[BEGIN GIVEN RECORDS]

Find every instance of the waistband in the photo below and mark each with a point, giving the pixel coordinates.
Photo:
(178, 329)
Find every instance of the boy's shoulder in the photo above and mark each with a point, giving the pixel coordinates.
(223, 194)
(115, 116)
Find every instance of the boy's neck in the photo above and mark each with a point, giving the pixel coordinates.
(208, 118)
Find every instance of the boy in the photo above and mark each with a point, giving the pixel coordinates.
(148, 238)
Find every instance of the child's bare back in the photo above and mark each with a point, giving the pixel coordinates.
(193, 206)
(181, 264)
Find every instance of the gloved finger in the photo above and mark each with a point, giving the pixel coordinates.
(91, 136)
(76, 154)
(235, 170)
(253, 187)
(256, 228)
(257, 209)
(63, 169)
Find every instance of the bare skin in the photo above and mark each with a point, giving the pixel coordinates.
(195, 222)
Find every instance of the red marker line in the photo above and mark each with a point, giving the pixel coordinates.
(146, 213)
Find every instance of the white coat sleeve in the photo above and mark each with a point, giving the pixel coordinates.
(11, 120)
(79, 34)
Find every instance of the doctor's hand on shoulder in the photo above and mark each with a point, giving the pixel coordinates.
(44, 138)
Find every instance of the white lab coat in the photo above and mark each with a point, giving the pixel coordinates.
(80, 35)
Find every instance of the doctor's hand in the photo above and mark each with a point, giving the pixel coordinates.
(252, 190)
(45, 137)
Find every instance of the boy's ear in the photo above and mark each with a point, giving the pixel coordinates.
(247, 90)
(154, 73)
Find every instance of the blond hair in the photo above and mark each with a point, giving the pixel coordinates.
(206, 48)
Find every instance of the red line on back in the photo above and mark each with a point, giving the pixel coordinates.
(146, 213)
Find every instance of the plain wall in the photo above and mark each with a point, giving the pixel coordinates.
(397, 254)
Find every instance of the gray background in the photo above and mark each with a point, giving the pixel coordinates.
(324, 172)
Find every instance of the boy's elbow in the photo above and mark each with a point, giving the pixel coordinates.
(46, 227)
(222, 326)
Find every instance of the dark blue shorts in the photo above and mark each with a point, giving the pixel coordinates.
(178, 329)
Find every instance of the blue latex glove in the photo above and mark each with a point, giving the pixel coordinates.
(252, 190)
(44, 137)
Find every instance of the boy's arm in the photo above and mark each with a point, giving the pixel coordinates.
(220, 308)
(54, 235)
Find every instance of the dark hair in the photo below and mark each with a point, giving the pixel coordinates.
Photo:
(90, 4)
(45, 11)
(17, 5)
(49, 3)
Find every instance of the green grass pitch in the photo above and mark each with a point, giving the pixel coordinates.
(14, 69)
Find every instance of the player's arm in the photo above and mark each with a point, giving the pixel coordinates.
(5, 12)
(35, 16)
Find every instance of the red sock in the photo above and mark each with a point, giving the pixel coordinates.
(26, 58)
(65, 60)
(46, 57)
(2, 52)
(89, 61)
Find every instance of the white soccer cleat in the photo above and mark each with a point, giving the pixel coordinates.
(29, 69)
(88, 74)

[END GIVEN RECORDS]

■ **GIVEN INSTRUCTION**: Update the listing by replacing "pixel coordinates" with "x and y coordinates" everywhere it occurs, and keep every other word and line the same.

■ **SOLUTION**:
Find every instance of the waistband in the photo below and mark each with a point, giving the x and y coordinates.
Photo:
(178, 329)
Find every instance of the boy's shoulder in the photo above and mark each with a point, giving the x and y coordinates.
(223, 194)
(115, 116)
Find every instance of the boy's neck in the photo above and mark each with a point, giving the x and y coordinates.
(208, 118)
Find every instance of the boy in the photo above and mark each with a point, giving the x and y coordinates.
(148, 238)
Find every instance of the child's bare back in the photo above and mark each with a point, giving the x and y coordinates.
(193, 206)
(181, 264)
Find every instance of the gloved finger in the photo above and mark each with a point, giving the x and y coordinates.
(91, 136)
(76, 154)
(235, 170)
(253, 187)
(256, 228)
(257, 209)
(63, 169)
Find every instance of the bare skin in the photo above and mark each with a point, giving the x and y coordinates.
(195, 222)
Find every instance of the red marker line in the photo above and mark each with a point, giving the x and y coordinates.
(146, 213)
Find every instance of the white coat sleeve in the photo above and mark each with a point, giving the x and y coordinates.
(11, 120)
(79, 34)
Find every instance of the doctor's hand on shoulder in the photo above and mark each with a point, giving the x and y coordinates.
(44, 138)
Find every instance of the white lab coat in the photo above and mark each with a point, giving the x and y coordinates.
(80, 35)
Find every instance of the doctor's hand in the photo above and mark each with a point, giving the x and y coordinates.
(252, 190)
(45, 137)
Find every instance of the boy's ear in the photo above and mark each with a point, giving the x and y coordinates.
(247, 90)
(154, 73)
Find every instance of the blond hair in the photo above and mark each with a point, giving the x and y coordinates.
(206, 48)
Find every instance of the red line on back in the photo above and mark each with a point, giving the x and y coordinates.
(146, 213)
Find every instance of the plain wall in the photo above and mark each with a point, giving the x and y coordinates.
(397, 254)
Find every instance of the gray background in the photo above and mark each with a point, giving the x and y coordinates.
(324, 172)
Find every instance of the boy's elbow in the photo above and mark each with a point, giving the x and y coordinates.
(46, 227)
(222, 326)
Find every instance of the dark blue shorts in the photo above and mark each with a point, giving the x and y coordinates.
(178, 329)
Find every instance of the blue latex glove in the photo above and mark each with a point, giving the x and y coordinates.
(252, 190)
(44, 137)
Find every instance of the boy's arm in the photo above and mark each with a point, giving the x and y coordinates.
(220, 308)
(54, 235)
Find every instance of the dark hair in the photo below and mark each with a point, giving the x and y coordinates.
Photo:
(90, 4)
(45, 11)
(17, 5)
(49, 3)
Find every instance of the green grass pitch in the photo above and mark each with a point, giving the x and y coordinates.
(14, 69)
Find every instance of the player's arm in the photo above and mark each with a point, giving the x and y coordinates.
(5, 12)
(35, 16)
Find every instance of the red sock in the photo above and mark each with a point, giving the x and y coordinates.
(26, 58)
(65, 60)
(46, 57)
(2, 52)
(89, 61)
Find every instance of the white soccer cleat in the photo above and mark each with a point, giving the x and y coordinates.
(29, 69)
(88, 74)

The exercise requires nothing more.